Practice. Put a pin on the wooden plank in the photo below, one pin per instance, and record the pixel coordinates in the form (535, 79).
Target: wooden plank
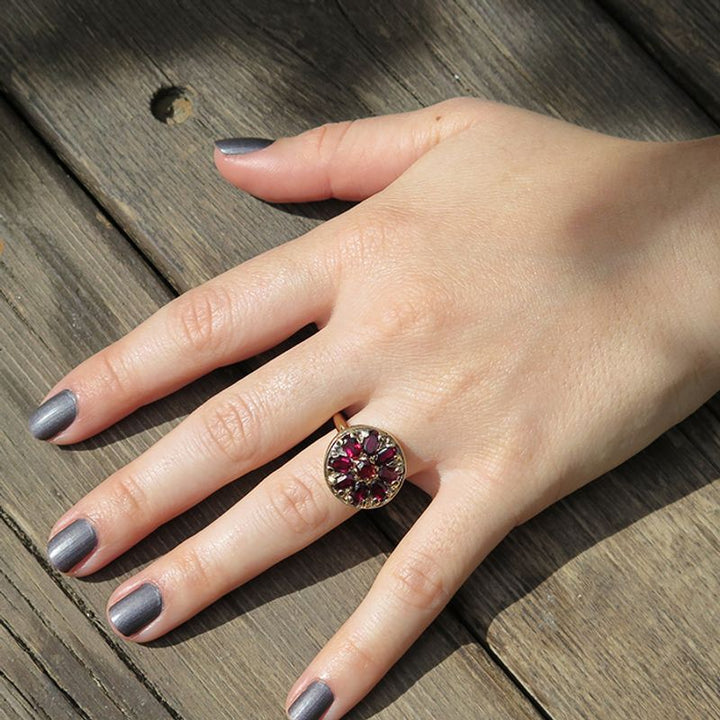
(682, 36)
(85, 72)
(604, 605)
(70, 284)
(263, 69)
(53, 639)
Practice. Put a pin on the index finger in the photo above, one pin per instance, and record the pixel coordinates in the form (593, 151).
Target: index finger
(238, 314)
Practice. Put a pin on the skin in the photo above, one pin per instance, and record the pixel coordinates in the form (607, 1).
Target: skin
(523, 303)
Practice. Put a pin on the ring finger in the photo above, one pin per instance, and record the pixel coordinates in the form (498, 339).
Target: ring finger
(246, 425)
(287, 511)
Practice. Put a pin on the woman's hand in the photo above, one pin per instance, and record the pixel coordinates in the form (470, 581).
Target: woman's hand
(523, 303)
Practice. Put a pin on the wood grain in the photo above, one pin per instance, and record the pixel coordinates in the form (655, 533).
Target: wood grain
(70, 283)
(682, 36)
(83, 73)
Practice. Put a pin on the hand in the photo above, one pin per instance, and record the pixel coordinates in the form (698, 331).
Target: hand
(523, 303)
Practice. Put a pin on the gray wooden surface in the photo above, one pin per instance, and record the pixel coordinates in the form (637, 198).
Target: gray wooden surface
(602, 607)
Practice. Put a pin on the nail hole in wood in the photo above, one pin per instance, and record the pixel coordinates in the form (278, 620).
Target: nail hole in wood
(171, 105)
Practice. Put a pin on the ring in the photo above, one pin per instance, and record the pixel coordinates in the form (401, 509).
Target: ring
(364, 465)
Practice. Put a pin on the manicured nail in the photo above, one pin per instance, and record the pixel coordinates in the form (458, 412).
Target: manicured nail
(312, 702)
(241, 146)
(54, 415)
(69, 546)
(137, 609)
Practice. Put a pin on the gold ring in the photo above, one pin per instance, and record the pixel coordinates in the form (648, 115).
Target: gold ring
(364, 465)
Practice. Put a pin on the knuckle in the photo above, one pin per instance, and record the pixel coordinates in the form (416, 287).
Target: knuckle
(117, 375)
(326, 139)
(354, 655)
(418, 581)
(129, 497)
(294, 503)
(369, 240)
(195, 568)
(413, 312)
(465, 105)
(202, 317)
(230, 429)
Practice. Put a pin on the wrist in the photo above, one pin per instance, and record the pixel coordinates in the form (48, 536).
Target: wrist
(691, 189)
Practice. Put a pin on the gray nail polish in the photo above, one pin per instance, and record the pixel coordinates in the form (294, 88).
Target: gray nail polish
(137, 609)
(241, 146)
(54, 415)
(69, 546)
(312, 702)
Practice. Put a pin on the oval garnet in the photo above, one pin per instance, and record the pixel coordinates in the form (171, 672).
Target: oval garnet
(360, 492)
(371, 443)
(345, 483)
(340, 463)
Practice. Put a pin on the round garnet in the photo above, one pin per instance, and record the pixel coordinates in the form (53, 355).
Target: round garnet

# # # # # # #

> **WHAT YOU ARE ASKED TO DO**
Excluding the pictures, reproduce every entry exactly as given.

> **SOLUTION TO THIS PROBLEM**
Practice. Put a pin on the wooden plank in the photo below, one pin per instance, and record the pixel coordinates in the form (535, 79).
Target: wooden plank
(682, 36)
(85, 72)
(604, 605)
(70, 284)
(263, 69)
(53, 639)
Practice. Put a pin on the index finger in the photo above, one pin per instance, and record the pixel coordinates in the form (593, 151).
Target: index finger
(238, 314)
Practice. Put a pin on the skin in the photo above, one pin per instance, and record the pixel coordinates in the form (607, 1).
Target: skin
(523, 303)
Practice. Put a pin on the ring finger in the photo above, one pin per instance, and record the pixel coordinates in the form (498, 339).
Target: ring finger
(246, 425)
(287, 511)
Practice. Put a pin on the woman's hand in the photo above, one pin per instance, and record the pixel coordinates in the form (470, 581).
Target: woman's hand
(523, 303)
Practice. Put a pin on the wood grain in the photo above, one pin per instance, and record the pixel coordinates in the form (655, 533).
Target: wood grain
(70, 283)
(682, 36)
(83, 73)
Practice. Put a pin on the hand in the photo above, one pin per instance, and record the pixel coordinates in the form (698, 331).
Target: hand
(523, 303)
Practice. Put a pin on the gray wooden surface in the photo above, one pin per instance, and record the pixel coordinates in the form (637, 198).
Target: gray wooden surface
(602, 607)
Practice. Put a pin on the nail hole in wood in the photo above, one pin per instance, and record the pixel coordinates in the form (278, 620).
Target: nail hole in wood
(171, 105)
Practice. Put a pin on the ring in the photo above, one pin per instance, and record the pixel coordinates in the form (401, 509).
Target: ring
(364, 465)
Practice. Put a pin on the manicured nail in the photo above, one pin per instance, and record the pixel coordinates in the form (458, 412).
Target: manicured nail
(312, 702)
(241, 146)
(54, 415)
(69, 546)
(137, 609)
Practice. Put a pin on the gold ring in the photo above, one pin per instance, and record the pixel coordinates in the form (648, 115).
Target: gold ring
(364, 465)
Practice. Put a pin on the knuckle in the photo above, one pin per instance, and record the pixel coordinates in the form (416, 287).
Target: knuckle
(117, 375)
(326, 139)
(354, 655)
(418, 581)
(129, 497)
(294, 503)
(369, 240)
(195, 568)
(413, 312)
(465, 105)
(202, 317)
(230, 429)
Practice. Put a pin on the wrist in the photo above, one pin per instance, and record the pixel coordinates in the form (48, 536).
Target: wrist
(691, 189)
Practice. Put a pin on the gray nail polish in the photo above, one pin per instance, and record the pixel coordinates in the form (294, 88).
Target: gray nail polish
(137, 609)
(241, 146)
(54, 415)
(69, 546)
(312, 702)
Practice. Put a pin on the oval garnet in the photo above, one pin per instance, and record the pixel coordinates in the form (171, 672).
Target: oval garnet
(360, 492)
(371, 443)
(345, 483)
(340, 463)
Practice. Put a pin on the round garnet in the photo above, one pin per instance, and record the pixel coordinates in the form (53, 355).
Target: round garnet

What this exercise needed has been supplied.